WORK TO BE COMPLETED
Copy the lines of each item below word for word, keeping every line as it appears. Omit the pictures from what you write.

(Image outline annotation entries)
* * *
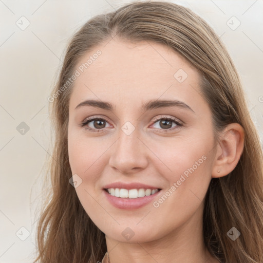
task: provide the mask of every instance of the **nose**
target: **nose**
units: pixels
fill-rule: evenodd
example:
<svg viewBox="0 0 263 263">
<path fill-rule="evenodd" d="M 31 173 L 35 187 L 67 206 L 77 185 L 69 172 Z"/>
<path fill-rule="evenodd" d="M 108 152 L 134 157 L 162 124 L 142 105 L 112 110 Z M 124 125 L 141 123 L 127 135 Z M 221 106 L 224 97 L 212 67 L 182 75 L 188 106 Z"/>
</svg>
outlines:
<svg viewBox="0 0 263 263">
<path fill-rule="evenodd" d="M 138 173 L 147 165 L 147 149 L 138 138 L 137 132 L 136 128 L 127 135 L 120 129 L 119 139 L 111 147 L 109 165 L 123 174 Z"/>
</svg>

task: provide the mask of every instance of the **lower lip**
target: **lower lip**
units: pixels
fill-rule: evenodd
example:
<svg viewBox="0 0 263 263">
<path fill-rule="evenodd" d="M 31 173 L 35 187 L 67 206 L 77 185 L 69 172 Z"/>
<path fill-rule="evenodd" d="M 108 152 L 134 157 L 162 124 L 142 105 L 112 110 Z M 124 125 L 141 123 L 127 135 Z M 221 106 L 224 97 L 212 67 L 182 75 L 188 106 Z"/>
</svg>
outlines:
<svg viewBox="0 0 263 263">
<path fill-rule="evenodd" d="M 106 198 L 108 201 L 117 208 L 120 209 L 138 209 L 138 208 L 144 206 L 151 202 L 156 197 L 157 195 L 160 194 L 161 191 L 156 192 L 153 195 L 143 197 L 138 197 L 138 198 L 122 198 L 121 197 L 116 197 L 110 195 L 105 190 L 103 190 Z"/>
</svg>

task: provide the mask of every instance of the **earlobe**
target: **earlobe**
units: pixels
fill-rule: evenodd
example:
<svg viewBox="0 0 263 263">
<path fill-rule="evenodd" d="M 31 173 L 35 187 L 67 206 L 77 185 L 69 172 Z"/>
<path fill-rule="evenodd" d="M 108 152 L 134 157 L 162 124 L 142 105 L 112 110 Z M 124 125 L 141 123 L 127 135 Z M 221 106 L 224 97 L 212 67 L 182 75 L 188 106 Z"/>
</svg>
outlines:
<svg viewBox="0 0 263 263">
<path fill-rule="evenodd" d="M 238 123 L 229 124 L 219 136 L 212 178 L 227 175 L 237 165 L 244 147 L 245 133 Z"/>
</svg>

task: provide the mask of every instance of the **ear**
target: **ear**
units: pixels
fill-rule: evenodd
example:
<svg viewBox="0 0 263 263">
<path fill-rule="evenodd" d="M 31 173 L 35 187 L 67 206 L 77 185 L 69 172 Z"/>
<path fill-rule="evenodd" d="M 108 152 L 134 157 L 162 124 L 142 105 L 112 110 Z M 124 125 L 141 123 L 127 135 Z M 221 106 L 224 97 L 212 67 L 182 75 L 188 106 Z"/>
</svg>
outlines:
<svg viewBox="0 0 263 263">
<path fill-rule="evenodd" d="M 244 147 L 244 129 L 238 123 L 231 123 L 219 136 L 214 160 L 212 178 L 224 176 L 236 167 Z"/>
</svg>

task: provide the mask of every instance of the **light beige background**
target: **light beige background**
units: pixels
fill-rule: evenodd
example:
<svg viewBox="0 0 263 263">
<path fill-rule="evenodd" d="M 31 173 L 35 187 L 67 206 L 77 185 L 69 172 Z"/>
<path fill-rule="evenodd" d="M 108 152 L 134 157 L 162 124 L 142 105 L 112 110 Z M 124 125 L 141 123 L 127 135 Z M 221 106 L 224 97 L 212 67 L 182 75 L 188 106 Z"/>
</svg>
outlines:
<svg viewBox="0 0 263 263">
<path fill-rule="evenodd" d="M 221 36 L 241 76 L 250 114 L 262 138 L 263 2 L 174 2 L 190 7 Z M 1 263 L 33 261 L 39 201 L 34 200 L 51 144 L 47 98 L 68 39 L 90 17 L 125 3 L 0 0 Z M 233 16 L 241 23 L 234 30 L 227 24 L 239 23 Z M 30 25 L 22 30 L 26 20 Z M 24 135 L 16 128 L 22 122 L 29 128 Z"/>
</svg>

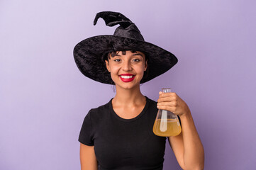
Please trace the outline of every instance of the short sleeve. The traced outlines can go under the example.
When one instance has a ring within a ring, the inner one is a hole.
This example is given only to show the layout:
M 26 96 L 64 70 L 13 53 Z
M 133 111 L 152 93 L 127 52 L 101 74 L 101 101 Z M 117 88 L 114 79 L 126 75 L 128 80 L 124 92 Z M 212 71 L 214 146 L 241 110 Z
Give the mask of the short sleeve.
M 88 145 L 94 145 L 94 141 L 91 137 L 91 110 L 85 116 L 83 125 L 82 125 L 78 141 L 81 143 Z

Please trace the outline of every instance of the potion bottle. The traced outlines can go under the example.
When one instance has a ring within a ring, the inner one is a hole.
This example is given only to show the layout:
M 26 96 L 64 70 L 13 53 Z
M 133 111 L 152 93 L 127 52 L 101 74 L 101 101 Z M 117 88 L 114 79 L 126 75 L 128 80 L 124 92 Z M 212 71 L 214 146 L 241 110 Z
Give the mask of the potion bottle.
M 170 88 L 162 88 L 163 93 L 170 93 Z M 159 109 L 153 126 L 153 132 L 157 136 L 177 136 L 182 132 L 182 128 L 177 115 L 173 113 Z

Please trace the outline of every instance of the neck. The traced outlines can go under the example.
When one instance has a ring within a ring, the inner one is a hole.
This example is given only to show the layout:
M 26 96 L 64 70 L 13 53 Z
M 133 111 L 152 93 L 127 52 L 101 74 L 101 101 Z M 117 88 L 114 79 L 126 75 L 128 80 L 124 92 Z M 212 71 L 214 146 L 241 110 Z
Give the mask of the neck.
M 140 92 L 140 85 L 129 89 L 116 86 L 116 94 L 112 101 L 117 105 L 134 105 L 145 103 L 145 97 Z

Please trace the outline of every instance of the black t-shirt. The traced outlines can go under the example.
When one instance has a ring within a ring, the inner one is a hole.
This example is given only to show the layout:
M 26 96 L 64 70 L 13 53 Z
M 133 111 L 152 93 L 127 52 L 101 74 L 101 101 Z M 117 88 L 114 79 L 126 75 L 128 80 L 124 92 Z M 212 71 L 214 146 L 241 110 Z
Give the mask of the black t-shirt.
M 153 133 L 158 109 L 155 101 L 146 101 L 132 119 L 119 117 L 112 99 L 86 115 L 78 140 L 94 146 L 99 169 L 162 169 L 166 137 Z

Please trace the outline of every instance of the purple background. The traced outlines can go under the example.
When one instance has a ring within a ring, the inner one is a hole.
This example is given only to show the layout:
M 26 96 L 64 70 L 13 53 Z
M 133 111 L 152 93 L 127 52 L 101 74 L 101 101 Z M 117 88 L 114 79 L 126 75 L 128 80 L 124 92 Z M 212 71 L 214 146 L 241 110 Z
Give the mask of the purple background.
* * *
WRITTEN RESPONSE
task: provide the mask of every instance of the **nose**
target: **nose**
units: pixels
fill-rule: evenodd
example:
<svg viewBox="0 0 263 263">
<path fill-rule="evenodd" d="M 31 173 L 35 187 L 67 206 L 77 185 L 69 172 Z"/>
<path fill-rule="evenodd" d="M 108 152 L 134 157 L 162 124 L 142 105 L 112 110 Z M 124 125 L 141 123 L 127 135 Z M 221 106 L 224 97 L 212 67 L 182 75 L 188 106 Z"/>
</svg>
outlines:
<svg viewBox="0 0 263 263">
<path fill-rule="evenodd" d="M 138 173 L 147 165 L 147 149 L 138 138 L 137 132 L 136 128 L 127 135 L 120 129 L 119 139 L 111 147 L 109 165 L 123 174 Z"/>
</svg>

task: provide the mask of every instance of the **lower lip**
target: **lower lip**
units: pixels
fill-rule: evenodd
example:
<svg viewBox="0 0 263 263">
<path fill-rule="evenodd" d="M 31 173 L 35 187 L 67 206 L 77 185 L 69 172 Z"/>
<path fill-rule="evenodd" d="M 108 152 L 134 157 L 162 124 L 142 105 L 112 110 Z M 124 125 L 141 123 L 127 135 Z M 221 106 L 224 97 L 212 67 L 182 75 L 188 106 Z"/>
</svg>
outlines:
<svg viewBox="0 0 263 263">
<path fill-rule="evenodd" d="M 106 198 L 108 201 L 117 208 L 120 209 L 138 209 L 138 208 L 144 206 L 151 202 L 156 197 L 157 195 L 160 194 L 161 191 L 156 192 L 153 195 L 143 197 L 138 197 L 138 198 L 122 198 L 121 197 L 116 197 L 110 195 L 105 190 L 103 190 Z"/>
</svg>

task: provide the mask of every instance of the **earlobe**
target: **earlobe**
units: pixels
fill-rule: evenodd
example:
<svg viewBox="0 0 263 263">
<path fill-rule="evenodd" d="M 31 173 L 35 187 L 67 206 L 77 185 L 69 172 Z"/>
<path fill-rule="evenodd" d="M 108 152 L 134 157 L 162 124 L 142 105 L 112 110 Z M 124 125 L 141 123 L 127 135 Z M 221 106 L 224 97 L 212 67 L 182 75 L 188 106 Z"/>
</svg>
outlines:
<svg viewBox="0 0 263 263">
<path fill-rule="evenodd" d="M 238 123 L 229 124 L 219 136 L 212 178 L 227 175 L 237 165 L 244 147 L 245 133 Z"/>
</svg>

task: provide the mask of every instance of the **ear**
target: **ear**
units: pixels
fill-rule: evenodd
example:
<svg viewBox="0 0 263 263">
<path fill-rule="evenodd" d="M 31 173 L 35 187 L 67 206 L 77 185 L 69 172 Z"/>
<path fill-rule="evenodd" d="M 108 152 L 134 157 L 162 124 L 142 105 L 112 110 Z M 124 125 L 141 123 L 127 135 Z M 221 106 L 224 97 L 212 67 L 182 75 L 188 106 Z"/>
</svg>
outlines:
<svg viewBox="0 0 263 263">
<path fill-rule="evenodd" d="M 244 147 L 244 129 L 238 123 L 231 123 L 219 136 L 214 160 L 212 178 L 224 176 L 236 167 Z"/>
</svg>

task: provide the mask of every instance of the **light beige background**
target: **light beige background**
units: pixels
fill-rule: evenodd
example:
<svg viewBox="0 0 263 263">
<path fill-rule="evenodd" d="M 31 173 L 35 187 L 67 206 L 77 185 L 69 172 Z"/>
<path fill-rule="evenodd" d="M 108 152 L 134 157 L 162 124 L 142 105 L 112 110 Z M 124 125 L 141 123 L 127 135 Z M 221 106 L 224 97 L 212 67 L 182 75 L 188 106 Z"/>
</svg>
outlines:
<svg viewBox="0 0 263 263">
<path fill-rule="evenodd" d="M 221 36 L 241 76 L 250 114 L 262 138 L 263 2 L 174 2 L 190 7 Z M 1 263 L 33 261 L 39 201 L 34 200 L 51 144 L 47 98 L 68 39 L 90 17 L 125 3 L 0 0 Z M 233 16 L 241 23 L 234 30 L 227 24 L 239 23 Z M 30 25 L 22 30 L 26 20 Z M 24 135 L 16 128 L 22 122 L 29 128 Z"/>
</svg>

Please trace the outline of every instance of the short sleeve. The traced outlines can go under the example.
When one instance has a ring within a ring, the inner one is a hole.
This example is given only to show the layout:
M 26 96 L 64 70 L 13 53 Z
M 133 111 L 152 93 L 127 52 L 101 74 L 101 101 Z M 117 88 L 114 79 L 126 75 L 128 80 L 124 92 Z M 212 71 L 214 146 L 241 110 Z
Give the mask of the short sleeve.
M 88 145 L 94 145 L 94 141 L 91 137 L 91 110 L 85 116 L 83 125 L 82 125 L 78 141 L 81 143 Z

Please trace the outline of every instance of the potion bottle. The traced outlines can go under the example.
When one instance has a ring within a ring, the inner one is a hole.
This example is given only to show the layout:
M 26 96 L 64 70 L 13 53 Z
M 133 111 L 152 93 L 127 52 L 101 74 L 101 101 Z M 117 88 L 114 79 L 126 75 L 128 80 L 124 92 Z M 212 71 L 214 146 L 241 110 Z
Give the mask of the potion bottle.
M 170 88 L 162 88 L 163 93 L 170 93 Z M 159 109 L 153 126 L 153 132 L 157 136 L 177 136 L 182 132 L 182 128 L 177 115 L 173 113 Z

Please trace the outline of every instance of the neck. The traced outlines can go under the example.
When one instance has a ring within a ring, the inner one is a hole.
This example is given only to show the layout:
M 26 96 L 64 70 L 13 53 Z
M 133 111 L 152 93 L 127 52 L 101 74 L 101 101 Z M 117 88 L 114 79 L 126 75 L 128 80 L 124 92 Z M 212 71 L 214 146 L 241 110 Z
Give the mask of the neck.
M 140 92 L 140 85 L 129 89 L 116 86 L 116 94 L 112 101 L 117 105 L 134 105 L 145 103 L 145 97 Z

Please trace the outline of every instance of the black t-shirt. The traced outlines can go under the example.
When one instance has a ring within a ring, the inner one is a hole.
This example is given only to show the layout:
M 26 96 L 64 70 L 13 53 Z
M 133 111 L 152 93 L 127 52 L 101 74 L 101 101 Z M 117 88 L 114 79 L 126 75 L 128 80 L 124 92 Z M 212 71 L 214 146 L 241 110 Z
Give the mask of the black t-shirt.
M 153 133 L 158 109 L 155 101 L 146 101 L 132 119 L 119 117 L 112 99 L 86 115 L 78 140 L 94 146 L 99 169 L 162 169 L 166 137 Z

Please trace the outline of every instance of the purple background. The traced outlines can go under the example.
When one instance has a ring within a ring, the inner one is a hole.
This example is given only to show the layout:
M 26 96 L 64 70 L 13 53 Z
M 133 111 L 152 93 L 127 52 L 101 74 L 101 101 Z M 117 88 L 114 79 L 126 75 L 128 80 L 124 92 Z M 212 71 L 214 146 L 241 110 Z
Give the mask of the purple background.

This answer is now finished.